■ PASSAGE FOR REVIEW:
┌────────

Since it began a massive reform of its education system in the 1970s, Finland has developed a global reputation for excellence in public education, equitable student outcomes, and child health and wellbeing.  Similar in population size to an American state such as Wisconsin, Finland provided many lessons on both state and national education policy reform:

  • Equity - Forty years ago, Finland made a commitment to providing a good education to all its citizens. They abolished private schools, established a national curriculum in order to codify a nationally-set standard of education, and committed a large portion of tax dollars to ensure access to free, high-quality education from early childhood daycare all the way through post-secondary.

  • Early Childhood Development – Children have access to health care and subsidized preschool learning from age eight months through the time they begin formal schooling at age seven. The emphasis of the curriculum is to develop social, emotional, and motor skills in order strengthen students’ self-reliance and other character skills before diving into academic testing.

  • Early Intervention with Special Education – Finnish teachers are trained to identify students with special learning needs, meet with parents to discuss the child’s particular needs, and outline a specialized learning plan. In the classrooms, students are not grouped by ability. Instead, extra teachers or nurses are added to classrooms with higher needs.

  • Respected Teaching Profession – Throughout their history, Finns have always placed a great value in learning, and teaching is comparable in both prestige and compensation to the practice of medicine or law. All potential teachers must graduate from one of Finland’s highly selective teacher training graduate programs. After graduating, teachers are trusted by parents and school leaders to do their jobs with minimal intervention, and they are never assessed based on their students’ test results.

  • School Completion Flexibility – Beginning in elementary school, Finnish students are encouraged to learn at their own pace. Upon entering high school, students can choose between academic and vocational/technical tracks based on their career interests. The government’s policy to provide free high school and university education to all children also leads to low dropout rates and a very high percentage of college enrollment.

  • Continuity and Stability – Teachers typically stay in their positions at particular schools for many years. Finnish parents trust that the school in their neighborhood is of equal caliber to any other school in the country, so the vast majority of children in Finland attend the public school closest to their home. This trust is made possible in part by the government's multiparty consensus in the collective value of education.

└────────

■ RECORDED DATA:
┌────────

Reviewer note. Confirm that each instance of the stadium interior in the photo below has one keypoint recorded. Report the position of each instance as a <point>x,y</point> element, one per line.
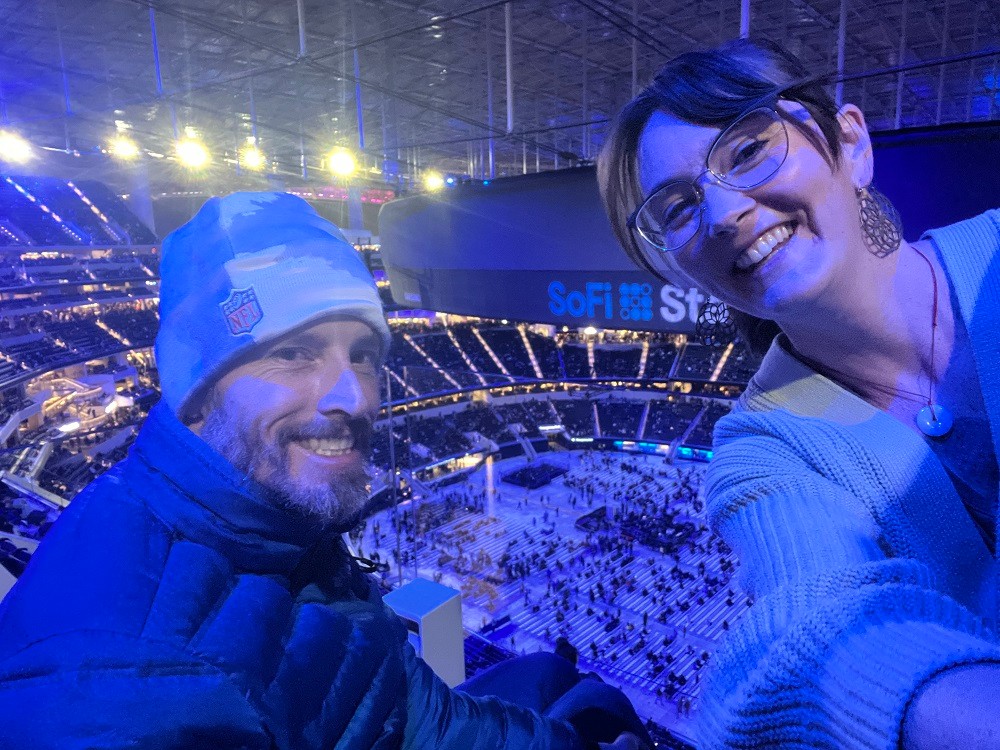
<point>547,468</point>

└────────

■ TASK GOAL: Please copy everything from "Since it began" down to "way through post-secondary." in the passage on Finland's education reforms above, word for word.

■ SOLUTION FOR THIS TASK:
Since it began a massive reform of its education system in the 1970s, Finland has developed a global reputation for excellence in public education, equitable student outcomes, and child health and wellbeing.  Similar in population size to an American state such as Wisconsin, Finland provided many lessons on both state and national education policy reform:

  • Equity - Forty years ago, Finland made a commitment to providing a good education to all its citizens. They abolished private schools, established a national curriculum in order to codify a nationally-set standard of education, and committed a large portion of tax dollars to ensure access to free, high-quality education from early childhood daycare all the way through post-secondary.